• _CONSIGNE_
Poursuivez le texte sur le véhicule solaire Esteban après sa dernière phrase.

• _EXTRAIT DU DOCUMENT_
Cinq équipes pour un projet

Commandité par Bombardier Aéronautique, les ministères fédéral et provincial des Ressources naturelles, l’École Polytechnique et plusieurs entreprises, le prototype a une valeur d’environ 450 000 $, mais a été réalisé avec un budget de… 35 000 $. Inutile de dire que le bénévolat a permis d’effectuer la plus grande partie du travail. D’ailleurs, sur le site Web de l’organisme à but non lucratif qui a été incorporé pour l’occasion, la Société technique du véhicule solaire http://esteban.polymtl.ca/, on peut voir les photos de tous ceux qui ont mis la main à la pâte. C’est-à-dire beaucoup de monde… Actuellement, 35 personnes, dont la moitié proviennent du Département de génie mécanique, travaillent au projet.

«Nous avons réparti la tâche en cinq équipes, explique Jean-Daniel Genest: structure, coque, électricité, informatique et mécanique. À ce jour, tout est à peu près réglé, sauf peut-être la composante électrique.»

Au moment de rencontrer Forum, on s’apprêtait à recevoir les panneaux solaires contenant quelque 600 cellules photoélectriques qui permettront au véhicule d’emmagasiner de l’énergie pour actionner le moteur-roue. Lorsque cette étape sera franchie (et que la neige aura fondu), les essais routiers commenceront.


Esteban surprendra-t-elle?

La maîtrise de l’énergie solaire demeure en bonne partie imparfaite et la performance des panneaux est variable d’un fournisseur à l’autre. Chaque véhicule a donc ses caractéristiques propres. Mais Esteban peut-elle surprendre?

«Honnêtement, nous ne pensons pas pouvoir rivaliser avec l’École de technologie supérieure ou les universités Queen’s ou McGill. Cette dernière bénéficie d’une commandite de un million de dollars seulement pour ses panneaux. De plus, nous en serons à notre premier départ, alors que la plupart des équipes ont déjà participé à la course, ce qui leur donne une expérience utile», commente Jean-Daniel Genest.

Aux États-Unis, l’American Solar Challenge est un véritable happening médiatique. Chaque étape est couverte par les médias locaux et les universités en tirent une excellente visibilité. D’ailleurs, ce sont surtout les professeurs qui forment les équipes avec leurs étudiants. À l’École Polytechnique, il s’agit d’un projet para-universitaire presque entièrement conçu par les étudiants.

• _MATÉRIEL FOURNI_
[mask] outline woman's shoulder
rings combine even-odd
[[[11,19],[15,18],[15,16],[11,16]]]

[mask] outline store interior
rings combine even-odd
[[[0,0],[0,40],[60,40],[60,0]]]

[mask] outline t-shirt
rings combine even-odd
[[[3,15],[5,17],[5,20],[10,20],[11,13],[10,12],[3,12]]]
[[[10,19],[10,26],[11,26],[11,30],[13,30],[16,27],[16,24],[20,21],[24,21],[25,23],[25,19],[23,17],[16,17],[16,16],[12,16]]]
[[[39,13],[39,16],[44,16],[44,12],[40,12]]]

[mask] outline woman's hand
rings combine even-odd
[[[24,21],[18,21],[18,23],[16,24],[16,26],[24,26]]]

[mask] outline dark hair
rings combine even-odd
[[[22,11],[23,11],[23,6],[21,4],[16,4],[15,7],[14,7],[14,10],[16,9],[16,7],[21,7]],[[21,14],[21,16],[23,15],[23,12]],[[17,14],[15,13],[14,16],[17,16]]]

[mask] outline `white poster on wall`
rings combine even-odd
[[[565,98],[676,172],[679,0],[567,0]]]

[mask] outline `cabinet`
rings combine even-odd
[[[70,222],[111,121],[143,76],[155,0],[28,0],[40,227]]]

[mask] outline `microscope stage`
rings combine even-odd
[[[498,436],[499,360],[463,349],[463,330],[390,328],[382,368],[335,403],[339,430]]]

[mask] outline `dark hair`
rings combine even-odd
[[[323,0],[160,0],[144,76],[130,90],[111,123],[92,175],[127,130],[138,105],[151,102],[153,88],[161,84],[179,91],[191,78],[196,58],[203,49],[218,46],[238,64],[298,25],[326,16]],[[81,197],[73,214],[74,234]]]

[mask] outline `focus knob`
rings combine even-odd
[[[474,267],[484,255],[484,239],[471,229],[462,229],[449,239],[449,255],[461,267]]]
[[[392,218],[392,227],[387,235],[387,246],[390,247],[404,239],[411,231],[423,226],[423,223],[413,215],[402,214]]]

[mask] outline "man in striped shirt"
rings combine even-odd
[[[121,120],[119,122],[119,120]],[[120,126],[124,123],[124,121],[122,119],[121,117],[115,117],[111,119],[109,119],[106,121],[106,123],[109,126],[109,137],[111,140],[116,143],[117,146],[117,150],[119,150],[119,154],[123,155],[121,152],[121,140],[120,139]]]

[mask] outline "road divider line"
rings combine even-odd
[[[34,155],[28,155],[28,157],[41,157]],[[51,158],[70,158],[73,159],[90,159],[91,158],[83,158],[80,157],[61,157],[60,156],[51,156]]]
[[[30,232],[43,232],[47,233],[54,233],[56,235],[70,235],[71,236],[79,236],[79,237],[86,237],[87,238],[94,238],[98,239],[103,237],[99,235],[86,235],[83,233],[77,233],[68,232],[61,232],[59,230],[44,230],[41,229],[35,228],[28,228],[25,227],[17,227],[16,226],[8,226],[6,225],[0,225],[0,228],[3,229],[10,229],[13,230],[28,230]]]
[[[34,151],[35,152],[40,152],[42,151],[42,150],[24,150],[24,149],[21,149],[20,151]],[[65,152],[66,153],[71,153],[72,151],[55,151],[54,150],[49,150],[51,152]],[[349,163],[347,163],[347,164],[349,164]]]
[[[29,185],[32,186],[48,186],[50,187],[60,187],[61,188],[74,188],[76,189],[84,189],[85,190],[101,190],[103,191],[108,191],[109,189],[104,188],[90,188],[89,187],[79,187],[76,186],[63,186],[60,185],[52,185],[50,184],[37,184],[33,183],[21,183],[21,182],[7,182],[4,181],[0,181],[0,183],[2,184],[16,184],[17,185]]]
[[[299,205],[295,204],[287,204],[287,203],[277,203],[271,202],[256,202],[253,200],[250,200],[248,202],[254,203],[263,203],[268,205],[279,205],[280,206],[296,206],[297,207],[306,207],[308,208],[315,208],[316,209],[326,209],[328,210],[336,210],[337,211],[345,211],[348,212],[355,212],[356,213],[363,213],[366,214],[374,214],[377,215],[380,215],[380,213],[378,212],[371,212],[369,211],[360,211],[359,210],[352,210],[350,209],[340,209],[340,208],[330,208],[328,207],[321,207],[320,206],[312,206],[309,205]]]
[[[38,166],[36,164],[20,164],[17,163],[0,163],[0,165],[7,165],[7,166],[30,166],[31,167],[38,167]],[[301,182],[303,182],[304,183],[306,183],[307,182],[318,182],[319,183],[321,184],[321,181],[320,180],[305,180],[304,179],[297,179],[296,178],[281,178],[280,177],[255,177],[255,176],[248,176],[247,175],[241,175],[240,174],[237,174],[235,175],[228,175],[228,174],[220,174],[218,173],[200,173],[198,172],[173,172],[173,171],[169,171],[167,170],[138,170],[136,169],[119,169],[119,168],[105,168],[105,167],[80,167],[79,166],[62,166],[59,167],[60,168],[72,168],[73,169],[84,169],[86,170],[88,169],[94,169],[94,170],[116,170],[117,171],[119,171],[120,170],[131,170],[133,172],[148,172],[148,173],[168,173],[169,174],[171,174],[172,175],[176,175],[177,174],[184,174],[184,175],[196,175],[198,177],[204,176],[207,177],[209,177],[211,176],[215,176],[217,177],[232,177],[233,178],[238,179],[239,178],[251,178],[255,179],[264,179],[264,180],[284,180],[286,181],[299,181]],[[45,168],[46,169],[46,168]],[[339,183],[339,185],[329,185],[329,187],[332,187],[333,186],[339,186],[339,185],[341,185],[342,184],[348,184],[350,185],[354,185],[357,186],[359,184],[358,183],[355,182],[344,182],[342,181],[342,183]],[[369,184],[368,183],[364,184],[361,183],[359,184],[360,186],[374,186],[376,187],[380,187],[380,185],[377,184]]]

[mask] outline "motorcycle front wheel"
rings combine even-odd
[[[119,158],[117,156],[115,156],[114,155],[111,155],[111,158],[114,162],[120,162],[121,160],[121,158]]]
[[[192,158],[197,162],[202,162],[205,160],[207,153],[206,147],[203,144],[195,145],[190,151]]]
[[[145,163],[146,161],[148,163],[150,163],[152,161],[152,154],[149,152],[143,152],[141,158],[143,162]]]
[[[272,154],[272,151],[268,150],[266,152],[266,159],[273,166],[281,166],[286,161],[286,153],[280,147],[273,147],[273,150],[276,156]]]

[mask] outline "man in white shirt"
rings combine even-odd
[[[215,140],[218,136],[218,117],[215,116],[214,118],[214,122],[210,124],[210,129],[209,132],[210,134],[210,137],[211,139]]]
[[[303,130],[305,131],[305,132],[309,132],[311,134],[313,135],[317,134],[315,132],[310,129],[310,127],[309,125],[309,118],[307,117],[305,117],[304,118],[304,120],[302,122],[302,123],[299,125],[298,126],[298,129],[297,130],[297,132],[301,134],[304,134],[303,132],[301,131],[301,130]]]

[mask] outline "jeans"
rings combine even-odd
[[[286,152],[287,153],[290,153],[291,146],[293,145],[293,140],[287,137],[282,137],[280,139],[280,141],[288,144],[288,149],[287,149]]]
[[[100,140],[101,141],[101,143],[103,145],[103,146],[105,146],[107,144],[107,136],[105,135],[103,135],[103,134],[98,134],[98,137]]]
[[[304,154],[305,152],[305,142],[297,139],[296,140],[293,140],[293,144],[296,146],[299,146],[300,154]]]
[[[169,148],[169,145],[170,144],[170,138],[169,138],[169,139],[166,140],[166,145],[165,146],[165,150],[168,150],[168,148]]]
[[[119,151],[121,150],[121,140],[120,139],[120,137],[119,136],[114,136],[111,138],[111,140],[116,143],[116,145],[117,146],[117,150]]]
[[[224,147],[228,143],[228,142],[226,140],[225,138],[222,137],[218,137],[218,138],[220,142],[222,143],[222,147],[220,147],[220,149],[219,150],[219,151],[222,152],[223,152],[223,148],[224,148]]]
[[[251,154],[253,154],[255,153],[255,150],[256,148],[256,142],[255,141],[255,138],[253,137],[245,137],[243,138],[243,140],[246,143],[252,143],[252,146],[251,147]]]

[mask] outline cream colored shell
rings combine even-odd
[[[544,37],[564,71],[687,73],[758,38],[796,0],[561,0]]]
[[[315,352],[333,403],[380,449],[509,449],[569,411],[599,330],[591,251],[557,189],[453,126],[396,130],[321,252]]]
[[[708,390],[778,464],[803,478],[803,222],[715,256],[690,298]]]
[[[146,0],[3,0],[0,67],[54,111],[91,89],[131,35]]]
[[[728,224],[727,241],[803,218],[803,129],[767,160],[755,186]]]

• _VOTRE RÉPONSE_
«On choisit l’université parce qu’on aime la science, mais on commence par des cours théoriques assez éloignés de la vraie vie. Plusieurs étudiants en génie cherchent donc des projets qui leur permettront de plonger dans le concret. C’est comme ça que nous avons eu l’idée de créer un véhicule propulsé à l’énergie solaire», explique M. Deschênes, qui est là depuis les débuts du projet.

Après plusieurs années de travail, ce dernier dit en avoir beaucoup appris sur l’énergie solaire, au point où il a «perdu ses illusions». Il croit que les véhicules automobiles alimentés par énergie solaire n’ont pas d’avenir. «Bien sûr, la question de l’autonomie ne se pose pas puisqu’on n’a plus besoin de stations-services pour se ravitailler. Mais on demeure dépendant de l’ensoleillement et, surtout, de capteurs photoélectriques qui ne sont pas très efficaces. De plus, le prix restera prohibitif.»

L’étudiant pense que le marché de la voiture à essence munie d’un système électrique complémentaire est sur le point de s’ouvrir à grande échelle.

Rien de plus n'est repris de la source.